_Task material_
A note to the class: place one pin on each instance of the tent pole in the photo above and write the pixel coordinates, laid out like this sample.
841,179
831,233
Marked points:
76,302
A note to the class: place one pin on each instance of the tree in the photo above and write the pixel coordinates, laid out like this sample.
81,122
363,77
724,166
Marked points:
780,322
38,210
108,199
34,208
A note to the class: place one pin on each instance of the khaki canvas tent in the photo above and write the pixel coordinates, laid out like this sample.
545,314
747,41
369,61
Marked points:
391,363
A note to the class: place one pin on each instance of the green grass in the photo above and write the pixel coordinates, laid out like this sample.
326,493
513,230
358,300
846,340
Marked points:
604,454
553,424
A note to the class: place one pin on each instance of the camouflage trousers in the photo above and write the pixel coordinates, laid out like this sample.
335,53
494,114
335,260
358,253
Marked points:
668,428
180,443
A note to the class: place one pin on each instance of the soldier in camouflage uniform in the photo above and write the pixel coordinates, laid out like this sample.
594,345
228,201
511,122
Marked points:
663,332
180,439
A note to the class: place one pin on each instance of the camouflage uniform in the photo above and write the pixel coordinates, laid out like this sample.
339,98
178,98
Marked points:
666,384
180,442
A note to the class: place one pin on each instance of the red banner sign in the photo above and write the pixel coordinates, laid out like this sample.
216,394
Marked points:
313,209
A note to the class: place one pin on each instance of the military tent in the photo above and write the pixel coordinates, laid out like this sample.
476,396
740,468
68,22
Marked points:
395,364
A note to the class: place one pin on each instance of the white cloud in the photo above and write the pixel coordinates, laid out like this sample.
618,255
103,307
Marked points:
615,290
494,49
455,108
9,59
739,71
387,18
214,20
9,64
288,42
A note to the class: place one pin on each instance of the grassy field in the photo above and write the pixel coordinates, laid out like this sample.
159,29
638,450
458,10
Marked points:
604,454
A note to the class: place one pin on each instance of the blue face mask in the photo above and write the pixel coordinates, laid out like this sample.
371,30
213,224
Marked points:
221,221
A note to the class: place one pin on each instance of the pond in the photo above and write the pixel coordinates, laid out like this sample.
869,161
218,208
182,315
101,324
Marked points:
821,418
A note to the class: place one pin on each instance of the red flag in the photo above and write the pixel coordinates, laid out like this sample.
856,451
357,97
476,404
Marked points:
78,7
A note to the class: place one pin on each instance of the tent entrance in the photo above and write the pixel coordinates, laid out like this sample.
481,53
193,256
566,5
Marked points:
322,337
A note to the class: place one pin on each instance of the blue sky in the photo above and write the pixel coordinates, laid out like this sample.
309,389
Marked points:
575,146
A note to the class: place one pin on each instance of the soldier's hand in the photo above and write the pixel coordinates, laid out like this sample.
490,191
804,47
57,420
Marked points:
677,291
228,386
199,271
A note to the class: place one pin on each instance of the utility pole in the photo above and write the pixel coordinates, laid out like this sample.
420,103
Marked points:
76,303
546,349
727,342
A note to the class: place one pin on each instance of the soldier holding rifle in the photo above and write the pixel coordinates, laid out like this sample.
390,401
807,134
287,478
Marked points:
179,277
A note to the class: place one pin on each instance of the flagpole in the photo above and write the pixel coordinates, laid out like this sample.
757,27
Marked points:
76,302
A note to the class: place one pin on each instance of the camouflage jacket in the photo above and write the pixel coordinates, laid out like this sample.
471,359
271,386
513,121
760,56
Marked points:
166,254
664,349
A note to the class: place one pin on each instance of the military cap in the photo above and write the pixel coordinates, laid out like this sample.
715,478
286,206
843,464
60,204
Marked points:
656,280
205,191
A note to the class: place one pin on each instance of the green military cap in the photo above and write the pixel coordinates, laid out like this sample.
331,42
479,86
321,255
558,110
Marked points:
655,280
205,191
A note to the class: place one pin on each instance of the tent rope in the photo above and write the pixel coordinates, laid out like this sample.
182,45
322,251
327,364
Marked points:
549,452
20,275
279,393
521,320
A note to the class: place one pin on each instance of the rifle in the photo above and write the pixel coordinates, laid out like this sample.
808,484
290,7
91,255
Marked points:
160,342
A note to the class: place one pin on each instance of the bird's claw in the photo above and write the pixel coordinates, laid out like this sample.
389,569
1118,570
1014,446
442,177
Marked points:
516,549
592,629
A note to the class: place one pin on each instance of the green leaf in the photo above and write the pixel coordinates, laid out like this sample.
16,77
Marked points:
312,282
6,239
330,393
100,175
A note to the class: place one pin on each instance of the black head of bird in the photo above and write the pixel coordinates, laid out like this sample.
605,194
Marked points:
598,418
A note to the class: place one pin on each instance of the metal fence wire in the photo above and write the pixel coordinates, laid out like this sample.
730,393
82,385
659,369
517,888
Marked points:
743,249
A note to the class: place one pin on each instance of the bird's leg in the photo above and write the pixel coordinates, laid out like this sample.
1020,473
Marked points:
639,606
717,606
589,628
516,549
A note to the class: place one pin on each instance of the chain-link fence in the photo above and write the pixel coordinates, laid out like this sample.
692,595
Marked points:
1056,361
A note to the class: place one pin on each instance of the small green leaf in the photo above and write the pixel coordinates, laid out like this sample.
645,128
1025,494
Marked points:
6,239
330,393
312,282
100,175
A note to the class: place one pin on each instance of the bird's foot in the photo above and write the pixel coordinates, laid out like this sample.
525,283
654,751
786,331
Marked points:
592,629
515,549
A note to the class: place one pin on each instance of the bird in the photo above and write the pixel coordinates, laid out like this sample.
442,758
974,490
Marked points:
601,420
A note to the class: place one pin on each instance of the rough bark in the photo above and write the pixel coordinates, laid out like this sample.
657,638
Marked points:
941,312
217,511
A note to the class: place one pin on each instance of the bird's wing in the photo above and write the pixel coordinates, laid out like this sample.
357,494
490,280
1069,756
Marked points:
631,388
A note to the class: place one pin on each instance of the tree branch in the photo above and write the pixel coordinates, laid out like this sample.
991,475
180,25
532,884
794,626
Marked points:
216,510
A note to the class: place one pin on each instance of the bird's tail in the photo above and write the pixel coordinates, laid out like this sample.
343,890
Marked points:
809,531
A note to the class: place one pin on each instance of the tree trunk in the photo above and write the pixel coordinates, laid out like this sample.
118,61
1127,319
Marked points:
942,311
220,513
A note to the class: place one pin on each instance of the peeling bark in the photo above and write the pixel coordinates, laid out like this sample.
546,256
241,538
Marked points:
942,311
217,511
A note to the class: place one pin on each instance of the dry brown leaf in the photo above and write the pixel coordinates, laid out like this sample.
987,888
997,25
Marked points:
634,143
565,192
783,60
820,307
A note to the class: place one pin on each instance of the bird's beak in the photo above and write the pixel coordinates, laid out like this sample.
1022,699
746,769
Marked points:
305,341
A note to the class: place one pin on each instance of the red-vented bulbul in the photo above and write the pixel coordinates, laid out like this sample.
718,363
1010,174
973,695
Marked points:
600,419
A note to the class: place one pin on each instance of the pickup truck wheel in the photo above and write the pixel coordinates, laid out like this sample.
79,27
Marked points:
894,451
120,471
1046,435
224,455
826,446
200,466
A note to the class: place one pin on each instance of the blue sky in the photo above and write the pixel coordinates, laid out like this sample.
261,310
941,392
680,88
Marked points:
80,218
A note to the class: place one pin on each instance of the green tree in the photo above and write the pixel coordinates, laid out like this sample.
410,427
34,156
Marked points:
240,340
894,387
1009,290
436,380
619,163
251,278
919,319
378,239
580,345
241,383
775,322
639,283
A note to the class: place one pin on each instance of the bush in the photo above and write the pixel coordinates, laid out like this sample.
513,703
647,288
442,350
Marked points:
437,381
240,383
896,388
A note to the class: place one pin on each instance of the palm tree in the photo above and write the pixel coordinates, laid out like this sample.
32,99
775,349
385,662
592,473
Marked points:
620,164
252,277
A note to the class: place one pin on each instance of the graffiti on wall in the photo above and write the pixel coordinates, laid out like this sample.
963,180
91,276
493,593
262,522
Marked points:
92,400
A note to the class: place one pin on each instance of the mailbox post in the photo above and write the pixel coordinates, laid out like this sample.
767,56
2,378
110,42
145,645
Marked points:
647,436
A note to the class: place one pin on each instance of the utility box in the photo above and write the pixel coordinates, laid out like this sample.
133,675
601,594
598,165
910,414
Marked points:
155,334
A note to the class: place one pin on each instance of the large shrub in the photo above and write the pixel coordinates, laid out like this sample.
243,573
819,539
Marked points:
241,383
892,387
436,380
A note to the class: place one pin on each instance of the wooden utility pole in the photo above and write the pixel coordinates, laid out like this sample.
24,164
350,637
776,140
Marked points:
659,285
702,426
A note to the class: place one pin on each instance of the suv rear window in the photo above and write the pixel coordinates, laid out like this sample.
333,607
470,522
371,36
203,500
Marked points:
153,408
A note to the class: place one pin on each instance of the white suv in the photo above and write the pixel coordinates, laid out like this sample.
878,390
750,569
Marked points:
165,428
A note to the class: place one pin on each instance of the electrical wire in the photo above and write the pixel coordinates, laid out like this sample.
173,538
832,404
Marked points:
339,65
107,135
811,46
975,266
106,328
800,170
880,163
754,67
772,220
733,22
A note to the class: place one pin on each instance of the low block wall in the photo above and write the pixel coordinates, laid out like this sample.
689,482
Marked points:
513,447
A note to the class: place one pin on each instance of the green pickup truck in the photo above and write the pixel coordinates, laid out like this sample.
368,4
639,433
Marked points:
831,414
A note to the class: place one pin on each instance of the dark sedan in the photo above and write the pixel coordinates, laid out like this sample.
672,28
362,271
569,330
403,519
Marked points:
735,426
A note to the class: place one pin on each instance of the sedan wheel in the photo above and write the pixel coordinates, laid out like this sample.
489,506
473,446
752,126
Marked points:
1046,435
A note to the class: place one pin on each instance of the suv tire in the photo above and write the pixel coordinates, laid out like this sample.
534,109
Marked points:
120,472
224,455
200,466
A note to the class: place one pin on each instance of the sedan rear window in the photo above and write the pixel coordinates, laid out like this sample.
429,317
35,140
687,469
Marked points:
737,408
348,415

_Exercise prompt_
Reproduce exactly, and with no other material, the lines between those holding "the camouflage jacket" and "the tent rope", inclusive.

_Result for this exercise_
A note to the class: place one pin on each instance of the camouflage jacket in the photo above and write the pixel coordinates, laid out like this sample.
471,359
271,386
513,121
760,56
Marked points:
166,254
664,349
A note to the class: place one pin on each instance of the military cap in the photo above and write the pixel coordinates, laid out like this sample.
715,478
286,206
843,464
60,204
Marked points:
656,280
205,191
A note to the class: place one pin on each instance of the green military cap in the photo above and write the pixel coordinates, laid out like this sample.
331,42
479,86
321,255
558,110
Marked points:
655,280
205,191
A note to the class: place one pin on each instance of the tent rope in the photo above and write the pixel coordinates, laid out like this sample.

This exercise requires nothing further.